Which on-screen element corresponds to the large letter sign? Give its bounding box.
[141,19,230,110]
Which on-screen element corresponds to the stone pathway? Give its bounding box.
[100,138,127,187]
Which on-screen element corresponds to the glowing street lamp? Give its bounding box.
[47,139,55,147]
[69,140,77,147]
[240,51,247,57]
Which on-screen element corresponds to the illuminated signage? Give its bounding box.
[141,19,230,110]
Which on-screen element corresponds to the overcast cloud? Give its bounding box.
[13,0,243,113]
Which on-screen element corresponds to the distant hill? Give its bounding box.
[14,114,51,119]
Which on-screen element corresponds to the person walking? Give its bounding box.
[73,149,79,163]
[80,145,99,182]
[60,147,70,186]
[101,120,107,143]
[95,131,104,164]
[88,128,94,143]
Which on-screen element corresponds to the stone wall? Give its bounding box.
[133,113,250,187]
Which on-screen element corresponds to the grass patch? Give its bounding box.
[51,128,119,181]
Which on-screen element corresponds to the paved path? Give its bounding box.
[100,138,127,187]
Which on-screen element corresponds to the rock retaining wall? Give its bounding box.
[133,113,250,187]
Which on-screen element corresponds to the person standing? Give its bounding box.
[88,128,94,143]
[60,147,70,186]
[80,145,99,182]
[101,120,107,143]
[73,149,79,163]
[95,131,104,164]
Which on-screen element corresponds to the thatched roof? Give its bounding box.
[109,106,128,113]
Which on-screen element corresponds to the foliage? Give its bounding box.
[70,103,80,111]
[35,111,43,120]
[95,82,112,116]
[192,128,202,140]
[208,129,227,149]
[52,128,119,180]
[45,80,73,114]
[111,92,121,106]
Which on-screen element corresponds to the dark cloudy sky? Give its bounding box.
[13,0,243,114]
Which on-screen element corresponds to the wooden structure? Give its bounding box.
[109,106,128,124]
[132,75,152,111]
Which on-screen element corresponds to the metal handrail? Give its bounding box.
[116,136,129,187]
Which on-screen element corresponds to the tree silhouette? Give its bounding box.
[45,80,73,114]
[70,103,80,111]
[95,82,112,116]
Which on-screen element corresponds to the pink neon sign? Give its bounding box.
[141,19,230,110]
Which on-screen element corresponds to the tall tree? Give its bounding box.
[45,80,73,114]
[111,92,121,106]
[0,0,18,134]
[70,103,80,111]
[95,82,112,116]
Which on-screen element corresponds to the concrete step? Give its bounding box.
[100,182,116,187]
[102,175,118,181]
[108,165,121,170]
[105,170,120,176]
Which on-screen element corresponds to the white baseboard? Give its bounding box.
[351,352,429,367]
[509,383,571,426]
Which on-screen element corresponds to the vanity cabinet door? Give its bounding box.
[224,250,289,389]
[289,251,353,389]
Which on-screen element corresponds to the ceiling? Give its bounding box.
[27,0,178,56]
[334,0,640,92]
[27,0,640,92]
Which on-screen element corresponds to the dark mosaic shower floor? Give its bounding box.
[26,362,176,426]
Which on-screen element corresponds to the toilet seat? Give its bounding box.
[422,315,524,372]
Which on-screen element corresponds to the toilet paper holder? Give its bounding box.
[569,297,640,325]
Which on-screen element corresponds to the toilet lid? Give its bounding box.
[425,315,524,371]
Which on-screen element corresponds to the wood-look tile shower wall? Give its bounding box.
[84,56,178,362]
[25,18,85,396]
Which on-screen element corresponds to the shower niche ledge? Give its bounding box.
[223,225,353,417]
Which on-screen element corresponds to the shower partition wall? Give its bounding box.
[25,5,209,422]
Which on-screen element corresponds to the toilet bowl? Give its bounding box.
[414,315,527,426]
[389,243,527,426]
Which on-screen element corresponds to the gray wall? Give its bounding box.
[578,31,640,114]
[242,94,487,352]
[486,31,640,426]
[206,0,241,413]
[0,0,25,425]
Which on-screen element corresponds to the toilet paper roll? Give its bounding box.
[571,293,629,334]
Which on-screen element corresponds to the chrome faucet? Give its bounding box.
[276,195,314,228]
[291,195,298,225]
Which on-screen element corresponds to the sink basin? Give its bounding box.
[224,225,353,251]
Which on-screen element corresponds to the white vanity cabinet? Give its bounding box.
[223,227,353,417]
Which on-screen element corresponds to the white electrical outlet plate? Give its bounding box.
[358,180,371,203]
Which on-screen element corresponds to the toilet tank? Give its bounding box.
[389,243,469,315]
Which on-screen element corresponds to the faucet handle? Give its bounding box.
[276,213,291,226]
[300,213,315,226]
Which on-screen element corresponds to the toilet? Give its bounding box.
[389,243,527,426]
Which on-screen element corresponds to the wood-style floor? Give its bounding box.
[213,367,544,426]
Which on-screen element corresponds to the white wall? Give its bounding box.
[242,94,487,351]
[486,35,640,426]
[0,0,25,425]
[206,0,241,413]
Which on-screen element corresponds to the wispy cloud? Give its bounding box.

::::::::

Copy all of the entries above word for word, keeping every line unchanged and in its original order.

Which on-screen element corresponds to the large letter sign? Give its bounding box.
[141,19,230,110]
Which on-screen element corresponds to the stone pathway? Give its bounding box.
[100,138,127,187]
Which on-screen element corresponds to the glowing street lamp? Give its bounding box.
[47,139,55,147]
[69,140,77,147]
[240,51,247,57]
Which on-screen element corresponds to the illuminated signage? Give its bounding box.
[141,19,230,110]
Which on-screen element corresponds to the overcast cloud? Give its bounding box.
[13,0,243,113]
Which on-screen element corresponds to the distant hill? Give its bounding box.
[14,114,51,119]
Which on-screen element corresponds to the person walking? Give its bounding box.
[73,149,79,163]
[80,145,99,182]
[60,147,70,186]
[101,120,107,143]
[95,131,104,164]
[88,128,94,143]
Which on-screen element corresponds to the stone wall? Give its bounding box.
[133,113,250,187]
Which on-screen element corresponds to the grass patch? Give its bounding box.
[51,128,119,181]
Which on-screen element corresponds to the paved path? Give its bounding box.
[100,138,127,187]
Which on-screen element corresponds to the rock retaining wall? Give its bounding box.
[133,113,250,187]
Which on-screen element corresponds to the person standing? Give its bounding box.
[88,128,94,143]
[60,147,70,186]
[80,145,99,182]
[101,120,107,143]
[73,149,79,163]
[95,131,104,164]
Which on-screen element corresponds to the thatched roof? Give its bounding box.
[109,106,128,113]
Which on-screen element corresponds to the foliage? Give its bounding box.
[70,103,80,111]
[35,111,43,120]
[95,82,112,116]
[192,128,202,140]
[208,129,227,149]
[52,128,119,180]
[45,80,73,114]
[111,92,121,106]
Which on-screen element corresponds to the dark cloudy sky? Give its bounding box.
[13,0,243,114]
Which on-screen element corresponds to the wooden structure? Give its bounding box.
[109,106,128,124]
[132,75,152,111]
Which on-screen element corresponds to the metal handrail? Give its bounding box.
[116,136,129,187]
Which on-screen element corresponds to the tree silhouette? Give its bounding box.
[45,80,73,114]
[70,103,80,111]
[95,82,112,116]
Which on-screen element corresponds to the pink neon sign? Give its bounding box.
[141,19,230,110]
Which on-screen element corresponds to the tall tree? Give its bounding box.
[45,80,73,114]
[111,92,121,106]
[0,0,18,134]
[70,103,80,111]
[95,82,112,116]
Which on-screen element corresponds to the concrete step? Give its bounding box.
[100,182,116,187]
[102,175,118,181]
[108,165,121,170]
[105,170,120,176]
Which on-screen element corresponds to the white baseboard? Give its bounding box.
[351,352,429,367]
[509,383,571,426]
Which on-screen element corresponds to the vanity cabinet door? Give its bounding box.
[224,250,289,389]
[289,251,353,389]
Which on-screen element corresponds to the ceiling? Give its bounding box.
[27,0,178,56]
[334,0,640,92]
[27,0,640,92]
Which on-screen element corresponds to the dark mosaic shower floor? Give its bounding box.
[26,362,176,426]
Which on-screen element corresponds to the toilet seat? Give its bounding box.
[422,315,524,372]
Which on-screen element corresponds to the toilet paper holder? Give its bounding box.
[569,297,640,325]
Which on-screen element corresponds to the toilet lid? Give its bounding box.
[425,315,524,371]
Which on-screen element corresponds to the wood-look tile shower wall? Give its bounding box.
[84,56,178,362]
[25,18,85,396]
Which on-screen element corresponds to the shower niche ledge? Give its bounding box.
[223,225,353,417]
Which on-screen element corresponds to the shower partition wall? Give its bounding box.
[25,5,209,422]
Which on-screen element corresponds to the toilet bowl? Give its bounding box.
[414,315,527,426]
[389,243,527,426]
Which on-screen element corresponds to the gray wall? Give its bounding box.
[578,31,640,114]
[242,94,487,352]
[486,31,640,426]
[206,0,241,413]
[0,0,25,425]
Which on-screen element corresponds to the toilet paper roll? Give its bounding box.
[571,293,629,334]
Which on-screen element corresponds to the chrome faucet? Give its bounding box.
[276,195,314,228]
[291,195,298,225]
Which on-screen element corresponds to the sink basin? Give its bounding box.
[224,225,353,251]
Which on-screen element corresponds to the white vanity cabinet? Give its bounding box.
[223,227,353,417]
Which on-screen element corresponds to the white electrical outlet plate? Give its bounding box.
[358,180,371,203]
Which on-screen element corresponds to the toilet tank? Give its bounding box.
[389,243,469,315]
Which on-screen element corresponds to the faucet handle? Give its bounding box.
[276,213,291,226]
[300,213,315,226]
Which on-screen element corresponds to the toilet? Give its bounding box.
[389,243,527,426]
Which on-screen element corresponds to the wood-style floor? Give its bounding box.
[213,367,544,426]
Which on-screen element corresponds to the white wall? Give its bounding box.
[242,94,487,351]
[486,35,640,426]
[0,0,25,425]
[206,0,241,413]
Which on-screen element corresponds to the wispy cloud? Give its bounding box.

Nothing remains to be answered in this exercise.